[START]
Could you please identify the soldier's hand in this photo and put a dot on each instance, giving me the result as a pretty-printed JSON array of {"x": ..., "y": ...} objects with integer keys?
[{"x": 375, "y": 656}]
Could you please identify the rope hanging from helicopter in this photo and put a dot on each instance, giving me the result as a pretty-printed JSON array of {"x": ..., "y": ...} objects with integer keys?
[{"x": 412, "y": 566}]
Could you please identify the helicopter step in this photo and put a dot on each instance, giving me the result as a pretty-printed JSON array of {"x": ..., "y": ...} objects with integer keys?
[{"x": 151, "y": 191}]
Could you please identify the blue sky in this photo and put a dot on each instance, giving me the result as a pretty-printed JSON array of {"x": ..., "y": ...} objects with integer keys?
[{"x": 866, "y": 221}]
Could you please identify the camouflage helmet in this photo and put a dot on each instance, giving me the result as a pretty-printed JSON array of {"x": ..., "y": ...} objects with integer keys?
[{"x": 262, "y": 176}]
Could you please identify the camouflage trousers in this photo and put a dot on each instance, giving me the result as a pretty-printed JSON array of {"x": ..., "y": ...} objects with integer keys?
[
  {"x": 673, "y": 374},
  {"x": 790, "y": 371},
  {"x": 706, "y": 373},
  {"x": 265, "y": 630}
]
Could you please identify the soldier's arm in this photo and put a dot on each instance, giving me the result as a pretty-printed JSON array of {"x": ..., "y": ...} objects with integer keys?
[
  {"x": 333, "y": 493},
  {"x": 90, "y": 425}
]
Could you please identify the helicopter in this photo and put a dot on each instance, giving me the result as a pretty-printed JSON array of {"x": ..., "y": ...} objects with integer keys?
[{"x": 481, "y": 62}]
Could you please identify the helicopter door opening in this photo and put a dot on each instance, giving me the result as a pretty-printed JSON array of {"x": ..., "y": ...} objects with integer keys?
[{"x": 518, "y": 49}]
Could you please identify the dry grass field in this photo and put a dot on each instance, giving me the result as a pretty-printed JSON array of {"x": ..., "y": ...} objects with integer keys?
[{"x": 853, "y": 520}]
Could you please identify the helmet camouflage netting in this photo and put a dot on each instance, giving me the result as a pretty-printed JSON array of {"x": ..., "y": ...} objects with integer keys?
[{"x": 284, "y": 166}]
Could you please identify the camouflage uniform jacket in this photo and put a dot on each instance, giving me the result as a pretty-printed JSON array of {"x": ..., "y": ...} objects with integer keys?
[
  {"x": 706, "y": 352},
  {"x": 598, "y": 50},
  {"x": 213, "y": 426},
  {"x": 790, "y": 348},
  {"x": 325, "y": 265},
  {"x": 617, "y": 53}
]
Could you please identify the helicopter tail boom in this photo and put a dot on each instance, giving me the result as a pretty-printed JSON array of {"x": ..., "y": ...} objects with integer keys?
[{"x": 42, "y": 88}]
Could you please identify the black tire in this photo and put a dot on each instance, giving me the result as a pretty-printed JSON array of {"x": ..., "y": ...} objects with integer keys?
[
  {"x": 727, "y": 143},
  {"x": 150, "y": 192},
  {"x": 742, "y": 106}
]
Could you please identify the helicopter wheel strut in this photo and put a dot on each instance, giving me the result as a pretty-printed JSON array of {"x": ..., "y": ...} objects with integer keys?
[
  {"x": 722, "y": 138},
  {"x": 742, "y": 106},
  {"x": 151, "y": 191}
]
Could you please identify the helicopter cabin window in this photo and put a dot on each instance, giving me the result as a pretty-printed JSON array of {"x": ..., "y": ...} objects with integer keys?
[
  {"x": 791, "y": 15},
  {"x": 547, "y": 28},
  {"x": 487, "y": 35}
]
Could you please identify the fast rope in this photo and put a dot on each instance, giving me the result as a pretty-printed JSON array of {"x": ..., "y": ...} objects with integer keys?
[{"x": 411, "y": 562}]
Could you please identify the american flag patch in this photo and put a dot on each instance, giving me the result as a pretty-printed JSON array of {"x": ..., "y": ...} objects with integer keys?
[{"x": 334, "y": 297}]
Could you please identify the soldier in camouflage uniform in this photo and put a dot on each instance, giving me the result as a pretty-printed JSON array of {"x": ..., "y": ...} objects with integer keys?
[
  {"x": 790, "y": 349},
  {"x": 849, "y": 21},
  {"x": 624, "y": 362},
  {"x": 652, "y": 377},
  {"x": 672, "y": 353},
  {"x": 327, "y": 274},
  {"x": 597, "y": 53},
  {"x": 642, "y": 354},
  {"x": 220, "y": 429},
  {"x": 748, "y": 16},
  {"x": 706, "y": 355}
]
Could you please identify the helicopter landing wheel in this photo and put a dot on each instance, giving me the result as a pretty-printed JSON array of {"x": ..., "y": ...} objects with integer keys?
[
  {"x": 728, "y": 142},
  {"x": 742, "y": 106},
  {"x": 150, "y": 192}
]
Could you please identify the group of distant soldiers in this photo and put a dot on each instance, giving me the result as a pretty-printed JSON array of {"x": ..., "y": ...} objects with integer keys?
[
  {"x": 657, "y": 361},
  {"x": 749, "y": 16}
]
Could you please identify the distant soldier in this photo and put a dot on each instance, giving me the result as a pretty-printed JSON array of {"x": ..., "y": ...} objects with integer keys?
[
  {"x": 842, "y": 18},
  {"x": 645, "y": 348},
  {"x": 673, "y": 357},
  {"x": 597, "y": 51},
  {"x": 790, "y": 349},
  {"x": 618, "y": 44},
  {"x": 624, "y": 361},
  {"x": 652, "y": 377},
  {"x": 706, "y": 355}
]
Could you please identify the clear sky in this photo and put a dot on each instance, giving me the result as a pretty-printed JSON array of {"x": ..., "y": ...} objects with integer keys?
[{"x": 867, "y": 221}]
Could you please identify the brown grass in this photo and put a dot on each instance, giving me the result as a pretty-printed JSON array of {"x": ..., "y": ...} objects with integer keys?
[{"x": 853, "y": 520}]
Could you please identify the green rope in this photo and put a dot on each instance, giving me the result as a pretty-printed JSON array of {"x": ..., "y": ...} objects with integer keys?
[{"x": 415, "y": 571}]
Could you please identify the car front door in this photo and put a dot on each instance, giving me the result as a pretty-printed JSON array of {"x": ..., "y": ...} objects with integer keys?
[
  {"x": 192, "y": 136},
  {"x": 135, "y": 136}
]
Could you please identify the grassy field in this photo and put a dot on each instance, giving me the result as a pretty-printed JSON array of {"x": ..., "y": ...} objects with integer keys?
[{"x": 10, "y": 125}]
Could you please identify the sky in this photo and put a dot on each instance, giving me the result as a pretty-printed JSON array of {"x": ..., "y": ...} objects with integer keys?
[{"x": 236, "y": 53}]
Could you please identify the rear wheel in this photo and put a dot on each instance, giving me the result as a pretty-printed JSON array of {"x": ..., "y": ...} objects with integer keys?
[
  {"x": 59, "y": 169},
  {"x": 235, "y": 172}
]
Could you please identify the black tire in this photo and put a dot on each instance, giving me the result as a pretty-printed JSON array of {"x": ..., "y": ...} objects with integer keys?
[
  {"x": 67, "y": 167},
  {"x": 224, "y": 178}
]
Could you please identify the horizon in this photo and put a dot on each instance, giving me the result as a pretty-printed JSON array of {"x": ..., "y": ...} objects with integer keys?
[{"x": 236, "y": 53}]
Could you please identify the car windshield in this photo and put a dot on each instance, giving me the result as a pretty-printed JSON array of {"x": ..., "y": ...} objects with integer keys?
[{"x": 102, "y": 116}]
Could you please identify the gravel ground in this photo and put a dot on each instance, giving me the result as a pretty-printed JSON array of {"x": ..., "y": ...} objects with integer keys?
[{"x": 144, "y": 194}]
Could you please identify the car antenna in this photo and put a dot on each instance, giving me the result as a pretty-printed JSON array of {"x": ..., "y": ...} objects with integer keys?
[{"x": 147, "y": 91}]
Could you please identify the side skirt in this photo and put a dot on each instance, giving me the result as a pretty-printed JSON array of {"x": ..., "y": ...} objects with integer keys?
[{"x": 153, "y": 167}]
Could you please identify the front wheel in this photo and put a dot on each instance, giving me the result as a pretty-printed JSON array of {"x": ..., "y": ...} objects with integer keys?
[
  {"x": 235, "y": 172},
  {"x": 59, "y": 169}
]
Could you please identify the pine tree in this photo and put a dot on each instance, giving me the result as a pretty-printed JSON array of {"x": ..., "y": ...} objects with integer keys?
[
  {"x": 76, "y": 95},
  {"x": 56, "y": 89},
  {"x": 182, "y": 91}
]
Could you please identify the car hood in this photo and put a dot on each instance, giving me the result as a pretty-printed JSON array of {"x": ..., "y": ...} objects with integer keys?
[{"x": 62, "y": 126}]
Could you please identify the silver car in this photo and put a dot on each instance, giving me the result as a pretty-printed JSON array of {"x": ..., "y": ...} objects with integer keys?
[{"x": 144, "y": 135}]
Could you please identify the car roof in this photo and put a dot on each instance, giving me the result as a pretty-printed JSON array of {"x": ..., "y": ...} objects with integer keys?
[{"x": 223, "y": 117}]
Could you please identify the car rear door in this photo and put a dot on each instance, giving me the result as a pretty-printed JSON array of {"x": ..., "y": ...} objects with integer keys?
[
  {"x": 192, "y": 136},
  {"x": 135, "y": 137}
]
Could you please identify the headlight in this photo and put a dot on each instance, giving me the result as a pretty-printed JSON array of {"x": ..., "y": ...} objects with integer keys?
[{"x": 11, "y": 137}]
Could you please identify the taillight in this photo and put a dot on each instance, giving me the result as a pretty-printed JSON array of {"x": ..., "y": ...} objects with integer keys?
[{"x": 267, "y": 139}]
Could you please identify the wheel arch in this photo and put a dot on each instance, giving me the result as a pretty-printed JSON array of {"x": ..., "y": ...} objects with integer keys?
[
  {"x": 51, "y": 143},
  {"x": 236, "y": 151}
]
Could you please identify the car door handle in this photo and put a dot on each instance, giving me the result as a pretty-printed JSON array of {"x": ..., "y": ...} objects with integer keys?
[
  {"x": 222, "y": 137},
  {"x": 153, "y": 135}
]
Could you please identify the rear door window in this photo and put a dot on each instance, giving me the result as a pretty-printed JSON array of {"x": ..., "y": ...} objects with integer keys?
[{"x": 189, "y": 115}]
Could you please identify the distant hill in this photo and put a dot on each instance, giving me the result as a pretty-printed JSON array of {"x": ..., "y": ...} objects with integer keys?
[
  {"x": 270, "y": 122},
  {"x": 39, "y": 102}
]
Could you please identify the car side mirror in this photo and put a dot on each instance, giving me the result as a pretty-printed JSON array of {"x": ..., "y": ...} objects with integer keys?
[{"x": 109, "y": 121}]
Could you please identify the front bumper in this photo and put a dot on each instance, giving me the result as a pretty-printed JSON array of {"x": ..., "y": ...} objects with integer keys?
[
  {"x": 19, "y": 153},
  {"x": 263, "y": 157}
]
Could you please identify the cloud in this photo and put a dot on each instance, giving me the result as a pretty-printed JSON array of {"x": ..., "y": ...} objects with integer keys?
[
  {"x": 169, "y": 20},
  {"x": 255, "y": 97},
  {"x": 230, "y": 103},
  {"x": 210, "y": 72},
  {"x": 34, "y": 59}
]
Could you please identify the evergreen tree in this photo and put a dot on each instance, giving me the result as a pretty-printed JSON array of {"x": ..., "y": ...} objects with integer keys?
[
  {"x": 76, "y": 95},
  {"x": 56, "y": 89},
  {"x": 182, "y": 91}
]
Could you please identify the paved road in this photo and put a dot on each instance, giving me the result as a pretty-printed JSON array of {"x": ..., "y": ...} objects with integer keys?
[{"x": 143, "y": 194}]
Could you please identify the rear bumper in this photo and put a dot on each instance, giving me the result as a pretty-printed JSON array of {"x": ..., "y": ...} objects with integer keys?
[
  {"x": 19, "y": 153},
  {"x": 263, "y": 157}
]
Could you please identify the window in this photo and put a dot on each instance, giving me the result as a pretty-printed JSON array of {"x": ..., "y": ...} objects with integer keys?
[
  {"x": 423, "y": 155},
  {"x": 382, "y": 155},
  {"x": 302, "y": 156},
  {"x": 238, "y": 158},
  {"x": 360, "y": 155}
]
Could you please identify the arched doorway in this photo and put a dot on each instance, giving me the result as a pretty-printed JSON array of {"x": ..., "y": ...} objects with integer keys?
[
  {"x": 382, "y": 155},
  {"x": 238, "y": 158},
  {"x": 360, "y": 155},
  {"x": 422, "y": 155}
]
[END]
Problem requirements: Locate "Could you please identify the evergreen" in the data above. Then repeat, exactly, its line and each line after it through the last, adding nothing.

Answer for this exercise:
Could you please identify the evergreen tree in this photo and put a dot on each instance, giving me the result as a pretty-printed JSON array of {"x": ..., "y": ...} objects with integer keys?
[
  {"x": 76, "y": 95},
  {"x": 56, "y": 89},
  {"x": 182, "y": 91}
]
Could you please identify the paved road in this photo and put a dot on each instance, giving me the result as a pretty-printed JSON array of {"x": ..., "y": ...} objects with integer keys?
[{"x": 143, "y": 194}]
Could you please identify the rear bumper in this photo and put a dot on each instance, giving me the result as a pretty-printed JSON array of {"x": ..., "y": ...} objects with integer keys?
[
  {"x": 19, "y": 153},
  {"x": 263, "y": 157}
]
Could you please identify the window in this photo and put a dot on each instance, giving me the result as a pretty-printed JSON array of {"x": ..., "y": ...} objects with integer keys?
[
  {"x": 423, "y": 155},
  {"x": 382, "y": 155},
  {"x": 302, "y": 156},
  {"x": 238, "y": 158},
  {"x": 360, "y": 155}
]
Could you please identify the arched doorway in this photo and put a dot on each instance, giving me the result as a pretty-printed JSON array of {"x": ..., "y": ...} objects with integer keys?
[
  {"x": 382, "y": 155},
  {"x": 238, "y": 158},
  {"x": 360, "y": 155},
  {"x": 422, "y": 155}
]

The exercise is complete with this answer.